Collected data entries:

::::::::

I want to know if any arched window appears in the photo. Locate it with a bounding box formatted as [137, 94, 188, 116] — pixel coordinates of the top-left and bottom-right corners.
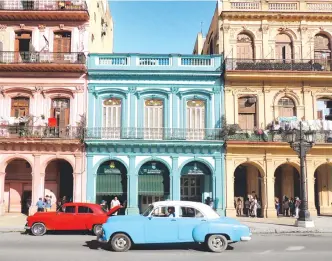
[236, 33, 254, 59]
[10, 97, 30, 118]
[276, 34, 293, 60]
[278, 97, 296, 117]
[314, 34, 331, 60]
[238, 96, 257, 130]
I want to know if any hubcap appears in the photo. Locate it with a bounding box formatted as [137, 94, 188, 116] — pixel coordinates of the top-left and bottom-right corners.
[115, 237, 127, 249]
[33, 224, 45, 235]
[212, 237, 224, 249]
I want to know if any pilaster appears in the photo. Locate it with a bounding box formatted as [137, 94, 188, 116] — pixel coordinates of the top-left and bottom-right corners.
[127, 155, 139, 214]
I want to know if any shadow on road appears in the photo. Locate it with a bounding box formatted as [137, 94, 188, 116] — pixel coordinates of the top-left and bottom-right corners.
[83, 240, 234, 252]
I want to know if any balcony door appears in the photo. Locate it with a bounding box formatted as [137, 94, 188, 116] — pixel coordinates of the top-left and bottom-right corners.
[101, 98, 121, 139]
[186, 100, 206, 140]
[143, 99, 164, 139]
[14, 31, 33, 63]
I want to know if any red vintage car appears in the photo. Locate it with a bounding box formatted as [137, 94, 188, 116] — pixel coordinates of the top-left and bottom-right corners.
[24, 203, 121, 236]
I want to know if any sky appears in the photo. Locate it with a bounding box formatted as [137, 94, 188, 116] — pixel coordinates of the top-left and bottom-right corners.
[110, 0, 216, 54]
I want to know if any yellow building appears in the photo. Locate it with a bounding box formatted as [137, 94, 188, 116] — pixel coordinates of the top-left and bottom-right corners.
[194, 0, 332, 217]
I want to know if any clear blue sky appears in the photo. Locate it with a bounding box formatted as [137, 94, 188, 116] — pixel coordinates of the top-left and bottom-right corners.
[110, 0, 216, 54]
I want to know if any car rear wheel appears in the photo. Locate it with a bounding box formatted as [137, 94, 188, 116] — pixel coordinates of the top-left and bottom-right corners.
[31, 223, 47, 236]
[111, 233, 131, 252]
[207, 235, 228, 253]
[93, 225, 103, 236]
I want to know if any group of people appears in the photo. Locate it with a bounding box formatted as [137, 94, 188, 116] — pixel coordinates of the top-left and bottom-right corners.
[275, 196, 301, 218]
[235, 192, 262, 218]
[100, 196, 127, 215]
[36, 195, 52, 212]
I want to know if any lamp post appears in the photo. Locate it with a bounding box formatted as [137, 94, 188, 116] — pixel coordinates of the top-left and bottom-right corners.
[286, 122, 315, 227]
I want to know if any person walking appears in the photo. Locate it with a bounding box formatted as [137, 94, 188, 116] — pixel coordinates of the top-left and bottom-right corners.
[36, 198, 45, 212]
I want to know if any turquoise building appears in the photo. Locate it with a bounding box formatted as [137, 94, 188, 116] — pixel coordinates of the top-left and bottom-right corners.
[85, 54, 225, 214]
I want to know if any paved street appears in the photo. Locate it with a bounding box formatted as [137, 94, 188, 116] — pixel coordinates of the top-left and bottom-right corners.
[0, 233, 332, 261]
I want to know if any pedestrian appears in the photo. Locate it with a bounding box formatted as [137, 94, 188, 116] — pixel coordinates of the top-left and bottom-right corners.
[274, 198, 280, 217]
[295, 197, 301, 218]
[236, 198, 242, 217]
[111, 196, 121, 216]
[36, 198, 45, 212]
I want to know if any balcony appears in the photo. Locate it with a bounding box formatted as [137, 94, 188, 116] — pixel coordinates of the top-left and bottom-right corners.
[0, 0, 89, 22]
[225, 59, 332, 80]
[0, 51, 86, 72]
[89, 54, 221, 71]
[0, 125, 83, 141]
[84, 127, 223, 141]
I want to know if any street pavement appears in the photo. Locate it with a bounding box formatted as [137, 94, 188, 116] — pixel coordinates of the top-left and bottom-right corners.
[0, 232, 332, 261]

::::::::

INSTRUCTIONS FOR THE TASK: Could you swap "photo" for "image" everywhere in the data above and give all the lines again, otherwise unchanged, with the pictures left out?

THE RESULT:
I want to know if any arched window appears in the image. Locate it with a bounding box formatted as [137, 94, 188, 116] — pixel coordinates of the top-left and bottom-right corners.
[236, 33, 254, 59]
[10, 97, 30, 118]
[276, 34, 293, 60]
[278, 97, 296, 117]
[314, 34, 331, 60]
[238, 96, 257, 130]
I want to know if any hubcap appears in the image. Locate it with a bounding box formatted as [137, 94, 188, 116] — pixel coordinates of the top-left and bottom-right corners.
[115, 237, 127, 249]
[33, 224, 45, 235]
[212, 237, 224, 249]
I want to know if any pilaster appears in the image. Locate it with a bounding box formatted as [137, 94, 188, 116] — pixel coordinates of the top-left and bottom-right corners.
[127, 155, 139, 214]
I want to know if any shadow on road appears in the image. Locate it with a bounding box formatted as [137, 94, 188, 116] — pixel coordinates of the top-left and bottom-right corners.
[83, 240, 234, 252]
I want to know if any balcony door appears in the image. Locate it with a bounding box formatted as [137, 94, 188, 116] — pixel coordinates of the top-left and bottom-right corners.
[101, 98, 121, 139]
[186, 100, 206, 140]
[143, 99, 164, 139]
[14, 31, 33, 63]
I want to know if any red vintage car appears in the image. Locate it with a bounding box formatted as [137, 94, 188, 116] — pixel coordinates of the top-left and bottom-right corners.
[24, 203, 121, 236]
I want to know if any sky appears in the image. Locate it with a bounding box formatted as [137, 94, 188, 116] — pixel coordinates of the top-left and bottom-right corners.
[110, 0, 216, 54]
I want to know if any yellow building appears in the image. Locate it with a bounding box formatted as [137, 94, 188, 116] — pixel coordinates of the top-left and bottom-right corners.
[194, 0, 332, 217]
I want to know if any clear blue sky appears in the image. Locate it with a bounding box formatted as [137, 94, 188, 116] — pixel coordinates of the top-left and bottom-right corners.
[110, 0, 216, 54]
I want to know if any car rear wheel appears in the image. Locate it with a bounding box formatted as [137, 94, 188, 116] — pixel coordinates of the top-left and bottom-right corners.
[31, 223, 47, 236]
[111, 233, 131, 252]
[207, 235, 228, 253]
[93, 225, 103, 236]
I want to know if any group of people appears in the image. Locate it with a bounding box formatted as [137, 94, 188, 116] — pixel coordinates of the top-left and bottom-right corners.
[275, 196, 301, 218]
[235, 192, 262, 218]
[100, 196, 127, 215]
[36, 195, 52, 212]
I want to know if any lamp post appears in the image. Locate it with a bounding box formatted as [137, 94, 188, 116] — pixel coordinates of the top-left and bottom-right corners.
[286, 122, 315, 227]
I want to know if any person walking appears in the image. Locate it with a bounding box formatted as [137, 94, 188, 116] — pixel coordinates of the top-left and bottom-right corners.
[36, 198, 45, 212]
I want to know if any turquoise building appears in the image. Locate it with a bounding box formatted as [137, 94, 188, 116] — pixel coordinates of the top-left and bottom-right corners.
[85, 54, 225, 214]
I want to know if any paved street appears in the image. Locate it with a bounding box formatted as [137, 94, 188, 116] — pixel coordinates of the top-left and bottom-right corners.
[0, 233, 332, 261]
I want to know if any pedestrian appears in the image. Locate it with a bounding box formatted as [137, 94, 188, 116] — pixel coordinates of the top-left and bottom-right corners.
[274, 198, 280, 217]
[295, 197, 301, 218]
[236, 198, 242, 217]
[111, 196, 121, 216]
[36, 198, 45, 212]
I want to know if any balcony appears in the image. Locate it with a bounding box formatted as [137, 94, 188, 116] — pixel coordinates of the top-left and bottom-right corners.
[0, 0, 89, 22]
[225, 59, 332, 80]
[0, 51, 86, 72]
[89, 54, 221, 71]
[0, 125, 83, 141]
[84, 127, 223, 141]
I want to know if any street pavement appears in the image. Locate it with a bounding box formatted as [137, 94, 188, 116] — pixel coordinates of the top-left and bottom-right corners.
[0, 232, 332, 261]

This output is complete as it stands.